##### ENTRIES SHOWN
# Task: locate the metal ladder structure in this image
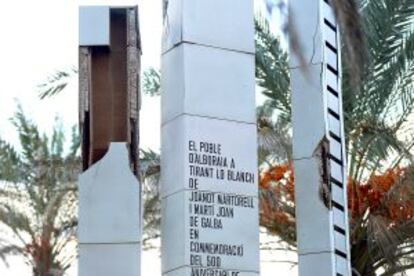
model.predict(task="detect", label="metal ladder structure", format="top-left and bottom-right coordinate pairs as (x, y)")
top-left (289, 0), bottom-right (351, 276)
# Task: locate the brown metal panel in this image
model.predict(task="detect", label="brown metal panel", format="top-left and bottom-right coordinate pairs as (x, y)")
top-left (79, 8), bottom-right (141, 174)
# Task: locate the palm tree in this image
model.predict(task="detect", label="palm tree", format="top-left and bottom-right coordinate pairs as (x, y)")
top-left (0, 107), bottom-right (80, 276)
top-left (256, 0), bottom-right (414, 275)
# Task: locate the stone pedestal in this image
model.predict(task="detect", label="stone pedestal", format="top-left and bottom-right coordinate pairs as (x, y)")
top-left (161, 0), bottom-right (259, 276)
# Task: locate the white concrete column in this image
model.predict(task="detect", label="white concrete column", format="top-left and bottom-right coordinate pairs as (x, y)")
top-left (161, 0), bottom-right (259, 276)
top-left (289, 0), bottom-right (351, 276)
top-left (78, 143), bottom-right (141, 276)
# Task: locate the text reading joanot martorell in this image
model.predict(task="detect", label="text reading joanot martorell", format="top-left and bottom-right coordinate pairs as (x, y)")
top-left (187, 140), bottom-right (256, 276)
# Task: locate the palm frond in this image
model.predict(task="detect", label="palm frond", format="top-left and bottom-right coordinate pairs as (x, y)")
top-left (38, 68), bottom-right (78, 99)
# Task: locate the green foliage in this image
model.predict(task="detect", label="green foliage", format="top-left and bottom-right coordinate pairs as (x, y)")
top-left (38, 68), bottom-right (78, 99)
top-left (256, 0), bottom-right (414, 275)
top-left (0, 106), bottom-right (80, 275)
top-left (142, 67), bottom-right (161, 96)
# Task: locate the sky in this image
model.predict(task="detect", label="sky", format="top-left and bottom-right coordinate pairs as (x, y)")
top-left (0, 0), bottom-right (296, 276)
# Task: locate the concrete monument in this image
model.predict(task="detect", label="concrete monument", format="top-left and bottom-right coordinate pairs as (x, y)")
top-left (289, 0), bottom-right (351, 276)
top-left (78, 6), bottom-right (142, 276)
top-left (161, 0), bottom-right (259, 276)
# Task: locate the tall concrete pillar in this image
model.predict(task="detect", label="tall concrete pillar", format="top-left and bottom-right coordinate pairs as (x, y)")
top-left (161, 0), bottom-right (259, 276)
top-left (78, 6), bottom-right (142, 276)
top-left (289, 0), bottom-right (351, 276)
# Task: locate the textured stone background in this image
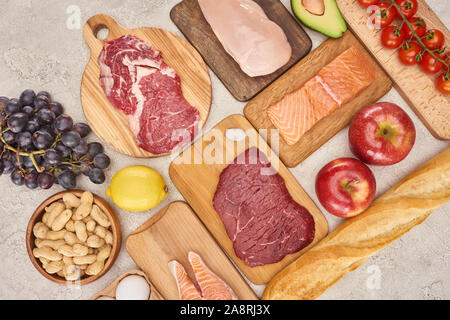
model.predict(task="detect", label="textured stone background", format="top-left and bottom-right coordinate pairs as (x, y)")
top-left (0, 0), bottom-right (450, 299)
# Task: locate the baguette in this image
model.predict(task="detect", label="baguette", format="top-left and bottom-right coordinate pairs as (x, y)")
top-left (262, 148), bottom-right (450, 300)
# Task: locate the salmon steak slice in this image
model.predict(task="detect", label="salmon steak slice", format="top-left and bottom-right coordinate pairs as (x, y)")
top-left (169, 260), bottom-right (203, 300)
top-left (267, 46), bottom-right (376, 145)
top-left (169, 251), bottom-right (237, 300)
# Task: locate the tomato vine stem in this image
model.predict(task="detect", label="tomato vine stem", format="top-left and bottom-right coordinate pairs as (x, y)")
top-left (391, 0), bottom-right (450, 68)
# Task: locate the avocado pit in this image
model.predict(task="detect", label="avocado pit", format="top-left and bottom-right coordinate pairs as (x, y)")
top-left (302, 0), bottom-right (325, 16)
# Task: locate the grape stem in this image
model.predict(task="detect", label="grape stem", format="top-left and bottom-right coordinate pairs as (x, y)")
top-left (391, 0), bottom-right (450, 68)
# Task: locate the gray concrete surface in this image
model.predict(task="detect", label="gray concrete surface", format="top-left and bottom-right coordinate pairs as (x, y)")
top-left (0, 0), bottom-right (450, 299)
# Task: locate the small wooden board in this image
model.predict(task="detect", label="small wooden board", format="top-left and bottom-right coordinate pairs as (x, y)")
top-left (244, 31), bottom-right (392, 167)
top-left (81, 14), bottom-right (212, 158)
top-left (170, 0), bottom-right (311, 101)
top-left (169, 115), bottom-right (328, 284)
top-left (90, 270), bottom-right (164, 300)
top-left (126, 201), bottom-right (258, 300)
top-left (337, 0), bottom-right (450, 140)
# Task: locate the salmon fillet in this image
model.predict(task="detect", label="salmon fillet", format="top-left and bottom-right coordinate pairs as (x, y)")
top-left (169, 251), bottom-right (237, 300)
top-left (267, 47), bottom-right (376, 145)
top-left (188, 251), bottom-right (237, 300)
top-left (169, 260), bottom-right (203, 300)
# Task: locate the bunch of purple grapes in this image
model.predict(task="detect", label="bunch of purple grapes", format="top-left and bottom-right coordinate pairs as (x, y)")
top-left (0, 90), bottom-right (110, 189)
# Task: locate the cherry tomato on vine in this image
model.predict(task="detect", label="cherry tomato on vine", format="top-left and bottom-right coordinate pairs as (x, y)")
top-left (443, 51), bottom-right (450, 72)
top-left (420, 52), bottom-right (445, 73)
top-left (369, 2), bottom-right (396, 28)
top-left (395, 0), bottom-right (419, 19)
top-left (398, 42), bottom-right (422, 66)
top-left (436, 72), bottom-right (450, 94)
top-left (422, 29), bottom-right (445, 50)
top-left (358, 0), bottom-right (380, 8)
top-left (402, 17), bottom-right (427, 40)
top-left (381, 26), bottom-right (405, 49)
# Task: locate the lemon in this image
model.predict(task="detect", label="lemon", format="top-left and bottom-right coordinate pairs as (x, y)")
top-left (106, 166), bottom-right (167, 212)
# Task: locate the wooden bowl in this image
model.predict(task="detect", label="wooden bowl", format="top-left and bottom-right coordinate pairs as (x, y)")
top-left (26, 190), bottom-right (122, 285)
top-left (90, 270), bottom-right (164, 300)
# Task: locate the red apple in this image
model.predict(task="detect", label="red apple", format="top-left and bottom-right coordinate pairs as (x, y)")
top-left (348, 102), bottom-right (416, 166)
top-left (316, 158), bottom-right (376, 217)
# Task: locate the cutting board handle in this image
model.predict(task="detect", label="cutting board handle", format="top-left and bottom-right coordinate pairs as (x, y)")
##########
**REQUIREMENT:** Rescale the rows between the line holding "# Task: locate the tall" and the line holding "top-left (302, 0), bottom-right (325, 16)", inclusive, and write them out again with their requests, multiplying every coordinate in the answers by 0.25 and rounding to whole numbers with halves rounded up. Leave the pictures out.

**RESULT FOR THIS EXERCISE:**
# Task: locate the tall concrete pillar in this image
model.predict(task="detect", label="tall concrete pillar", format="top-left and bottom-right coordinate pairs as (x, y)")
top-left (40, 0), bottom-right (65, 69)
top-left (20, 2), bottom-right (36, 69)
top-left (72, 0), bottom-right (88, 69)
# Task: locate the textured stone background in this image
model.predict(task="detect", label="textured stone background", format="top-left and bottom-right coordinate pairs as (x, y)")
top-left (0, 0), bottom-right (113, 75)
# Task: locate the baguette in this image
model.predict(task="detect", label="baguette", format="top-left and bottom-right coordinate pairs as (x, y)")
top-left (66, 37), bottom-right (113, 75)
# Task: locate the salmon steak slice in this image
model.predict(task="detect", label="salmon steak slice", format="top-left and bottom-right coordinate pairs as (x, y)")
top-left (42, 65), bottom-right (51, 75)
top-left (67, 12), bottom-right (94, 36)
top-left (42, 63), bottom-right (59, 75)
# Task: locate the tomato vine stem in this image
model.predict(task="detect", label="tomato vine stem", format="top-left and bottom-right coordinate pairs as (x, y)")
top-left (98, 0), bottom-right (113, 17)
# Task: locate the avocado pit in this image
model.predict(task="detect", label="avocado pit", format="top-left and bottom-right coordinate pairs as (x, y)")
top-left (76, 0), bottom-right (81, 4)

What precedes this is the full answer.